#### [Stated problem]
Copy each line of the records below word for word, and leave out the pictures.
═════ Source material ═════
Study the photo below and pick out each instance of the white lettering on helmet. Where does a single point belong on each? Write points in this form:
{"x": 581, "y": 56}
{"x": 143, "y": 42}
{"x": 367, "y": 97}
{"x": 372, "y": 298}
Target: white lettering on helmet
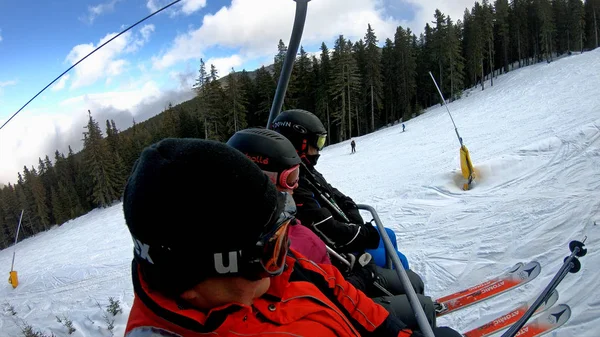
{"x": 232, "y": 267}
═════
#### [Result]
Study the photo below and pick out each instance of the white lettering on helmet. Where does a single point belong on each? Write points in this form:
{"x": 581, "y": 56}
{"x": 143, "y": 42}
{"x": 367, "y": 97}
{"x": 372, "y": 298}
Target: white lettering on helmet
{"x": 232, "y": 267}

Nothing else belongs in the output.